- TEXT PROVIDED
Human microsomal cytochrome P450 2A6 (CYP2A6) contributes extensively to nicotine detoxication but also activates tobacco-specific procarcinogens to mutagenic products. The CYP2A6 structure shows a compact, hydrophobic active site with one hydrogen bond donor, Asn297, that orients coumarin for regioselective oxidation. The inhibitor methoxsalen effectively fills the active site cavity without substantially perturbing the structure. The structure should aid the design of inhibitors to reduce smoking and tobacco-related cancers.

- EXTRACTED RECORDS
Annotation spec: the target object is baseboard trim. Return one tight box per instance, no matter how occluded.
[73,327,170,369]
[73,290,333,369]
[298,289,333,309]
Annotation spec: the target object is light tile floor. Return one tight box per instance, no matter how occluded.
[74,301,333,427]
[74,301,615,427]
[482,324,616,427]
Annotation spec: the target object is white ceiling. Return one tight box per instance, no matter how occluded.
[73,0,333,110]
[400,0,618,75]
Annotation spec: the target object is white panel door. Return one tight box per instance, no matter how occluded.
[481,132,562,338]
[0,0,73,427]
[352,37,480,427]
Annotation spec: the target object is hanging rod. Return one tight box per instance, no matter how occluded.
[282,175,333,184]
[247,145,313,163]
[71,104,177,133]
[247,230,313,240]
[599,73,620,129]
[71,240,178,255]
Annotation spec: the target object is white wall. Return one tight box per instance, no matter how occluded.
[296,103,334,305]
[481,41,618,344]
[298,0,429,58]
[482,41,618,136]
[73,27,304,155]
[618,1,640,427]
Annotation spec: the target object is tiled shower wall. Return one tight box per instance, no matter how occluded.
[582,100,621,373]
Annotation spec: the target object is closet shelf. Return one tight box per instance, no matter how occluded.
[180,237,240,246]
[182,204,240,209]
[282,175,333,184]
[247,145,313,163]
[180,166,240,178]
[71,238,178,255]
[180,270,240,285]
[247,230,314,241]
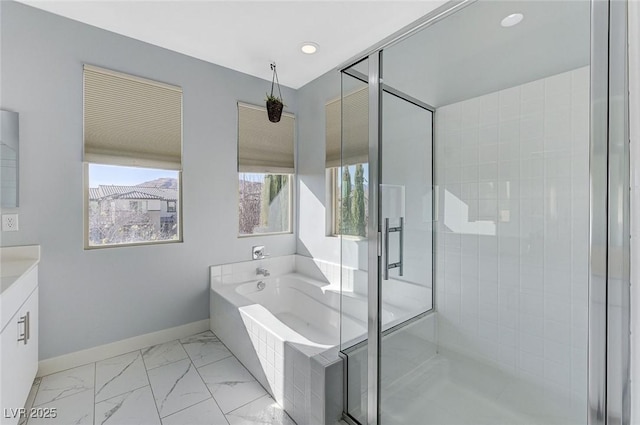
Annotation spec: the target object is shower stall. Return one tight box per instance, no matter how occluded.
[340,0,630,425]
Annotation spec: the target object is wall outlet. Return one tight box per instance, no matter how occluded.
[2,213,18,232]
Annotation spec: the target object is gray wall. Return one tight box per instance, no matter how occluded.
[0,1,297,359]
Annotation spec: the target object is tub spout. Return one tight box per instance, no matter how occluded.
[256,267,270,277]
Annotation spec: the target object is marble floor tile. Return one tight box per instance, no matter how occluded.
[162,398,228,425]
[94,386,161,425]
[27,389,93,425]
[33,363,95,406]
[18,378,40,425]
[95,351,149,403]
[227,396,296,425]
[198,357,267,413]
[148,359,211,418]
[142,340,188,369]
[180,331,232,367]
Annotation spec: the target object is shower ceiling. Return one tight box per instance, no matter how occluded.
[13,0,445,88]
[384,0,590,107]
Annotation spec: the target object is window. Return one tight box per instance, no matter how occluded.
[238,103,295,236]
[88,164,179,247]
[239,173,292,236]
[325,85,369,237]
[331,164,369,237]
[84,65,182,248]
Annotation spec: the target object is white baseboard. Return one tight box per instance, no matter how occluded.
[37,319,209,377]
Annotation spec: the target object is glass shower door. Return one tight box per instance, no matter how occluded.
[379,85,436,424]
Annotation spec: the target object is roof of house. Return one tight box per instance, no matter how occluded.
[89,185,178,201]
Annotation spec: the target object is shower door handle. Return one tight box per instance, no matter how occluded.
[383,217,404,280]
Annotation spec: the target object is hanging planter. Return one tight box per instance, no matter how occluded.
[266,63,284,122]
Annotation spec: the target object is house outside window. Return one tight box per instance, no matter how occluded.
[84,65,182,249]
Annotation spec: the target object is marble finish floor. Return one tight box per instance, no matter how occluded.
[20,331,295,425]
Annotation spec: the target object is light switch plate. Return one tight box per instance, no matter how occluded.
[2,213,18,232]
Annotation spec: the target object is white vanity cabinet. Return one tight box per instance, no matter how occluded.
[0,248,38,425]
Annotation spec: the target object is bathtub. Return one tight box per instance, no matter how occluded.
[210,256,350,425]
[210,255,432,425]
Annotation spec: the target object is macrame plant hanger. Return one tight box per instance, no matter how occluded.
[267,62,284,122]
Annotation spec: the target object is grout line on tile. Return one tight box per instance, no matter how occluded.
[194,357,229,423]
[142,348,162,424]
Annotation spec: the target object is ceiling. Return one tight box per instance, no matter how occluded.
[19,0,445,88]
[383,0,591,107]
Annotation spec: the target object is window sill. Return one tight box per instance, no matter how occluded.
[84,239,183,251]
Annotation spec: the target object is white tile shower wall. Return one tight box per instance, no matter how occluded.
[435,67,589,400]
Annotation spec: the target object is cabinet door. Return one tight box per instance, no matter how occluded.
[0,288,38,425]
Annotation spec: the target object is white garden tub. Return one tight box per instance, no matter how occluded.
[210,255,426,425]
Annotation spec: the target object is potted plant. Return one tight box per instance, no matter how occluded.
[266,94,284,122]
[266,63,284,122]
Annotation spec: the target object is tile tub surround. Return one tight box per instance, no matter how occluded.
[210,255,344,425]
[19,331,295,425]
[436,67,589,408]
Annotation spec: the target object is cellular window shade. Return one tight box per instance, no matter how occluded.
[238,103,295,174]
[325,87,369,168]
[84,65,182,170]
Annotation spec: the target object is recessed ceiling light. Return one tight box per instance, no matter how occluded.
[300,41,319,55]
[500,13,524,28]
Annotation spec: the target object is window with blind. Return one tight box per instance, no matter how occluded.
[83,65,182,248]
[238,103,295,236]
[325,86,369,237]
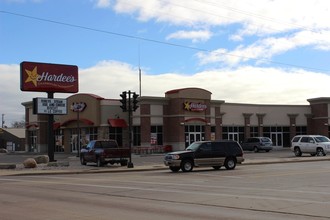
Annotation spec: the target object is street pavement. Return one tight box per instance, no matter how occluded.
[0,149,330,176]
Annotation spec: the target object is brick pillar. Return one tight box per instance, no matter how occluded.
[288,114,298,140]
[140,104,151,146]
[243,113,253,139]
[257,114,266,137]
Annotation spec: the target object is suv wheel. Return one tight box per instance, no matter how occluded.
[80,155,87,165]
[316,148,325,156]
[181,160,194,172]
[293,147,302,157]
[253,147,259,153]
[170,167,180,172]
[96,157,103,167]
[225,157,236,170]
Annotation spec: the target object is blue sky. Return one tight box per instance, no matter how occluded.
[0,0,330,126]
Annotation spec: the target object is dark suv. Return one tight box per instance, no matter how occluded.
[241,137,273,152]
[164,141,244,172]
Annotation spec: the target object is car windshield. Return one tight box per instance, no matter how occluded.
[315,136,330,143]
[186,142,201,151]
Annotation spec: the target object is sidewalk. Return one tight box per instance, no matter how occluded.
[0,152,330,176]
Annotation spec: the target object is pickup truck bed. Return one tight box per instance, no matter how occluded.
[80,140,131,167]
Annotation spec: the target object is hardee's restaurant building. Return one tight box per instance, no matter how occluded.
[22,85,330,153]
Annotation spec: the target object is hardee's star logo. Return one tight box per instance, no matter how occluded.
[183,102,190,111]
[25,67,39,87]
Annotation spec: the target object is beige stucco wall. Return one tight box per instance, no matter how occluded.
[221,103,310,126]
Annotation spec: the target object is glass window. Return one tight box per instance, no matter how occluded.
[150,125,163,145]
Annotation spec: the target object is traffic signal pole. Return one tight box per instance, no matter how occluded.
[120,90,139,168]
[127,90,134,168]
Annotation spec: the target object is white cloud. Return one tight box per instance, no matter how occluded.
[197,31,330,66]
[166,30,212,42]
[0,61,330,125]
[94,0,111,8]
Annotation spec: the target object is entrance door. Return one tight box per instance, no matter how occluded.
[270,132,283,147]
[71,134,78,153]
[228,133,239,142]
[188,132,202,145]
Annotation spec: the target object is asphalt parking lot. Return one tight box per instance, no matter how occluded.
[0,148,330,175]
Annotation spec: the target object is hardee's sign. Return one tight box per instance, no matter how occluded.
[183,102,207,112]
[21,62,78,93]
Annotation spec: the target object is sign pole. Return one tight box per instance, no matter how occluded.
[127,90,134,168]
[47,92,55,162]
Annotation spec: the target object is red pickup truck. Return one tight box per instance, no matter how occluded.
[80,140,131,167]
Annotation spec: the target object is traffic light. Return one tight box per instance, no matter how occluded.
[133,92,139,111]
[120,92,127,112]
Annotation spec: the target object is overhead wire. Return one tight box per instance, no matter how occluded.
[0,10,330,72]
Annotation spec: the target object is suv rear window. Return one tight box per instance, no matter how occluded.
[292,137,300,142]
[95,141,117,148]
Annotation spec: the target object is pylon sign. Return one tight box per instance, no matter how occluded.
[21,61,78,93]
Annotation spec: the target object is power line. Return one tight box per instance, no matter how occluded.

- INSTRUCTIONS TO FOLLOW
Could you take the text on the CYP2A6 structure further, picking up after its final sentence? The rows have nothing to do with the text on CYP2A6.

- REPLY TO THE TASK
Human P450 2A6 displays a small active site that is well adapted for the oxidation of small planar substrates. Mutagenesis of CYP2A6 resulted in an increased catalytic efficiency for indole biotransformation to pigments and conferred a capacity to oxidize substituted indoles (Wu, Z.-L., Podust, L.M., Guengerich, F.P. J. Biol. Chem. 49 (2005) 41090–41100.). Here, we describe the structural basis that underlies the altered metabolic profile of three mutant enzymes, P450 2A6 N297Q, L240C/N297Q and N297Q/I300V. The Asn297 substitution abolishes a potential hydrogen bonding interaction with substrates in the active site, and replaces a structural water molecule between the helix B′–C region and helix I while maintaining structural hydrogen bonding interactions. The structures of the P450 2A6 N297Q/L240C and N297Q/I300V mutants provide clues as to how the protein can adapt to fit the larger substituted indoles in the active site, and enable a comparison with other P450 family 2 enzymes for which the residue at the equivalent position was seen to function in isozyme specificity, structural integrity and protein flexibility.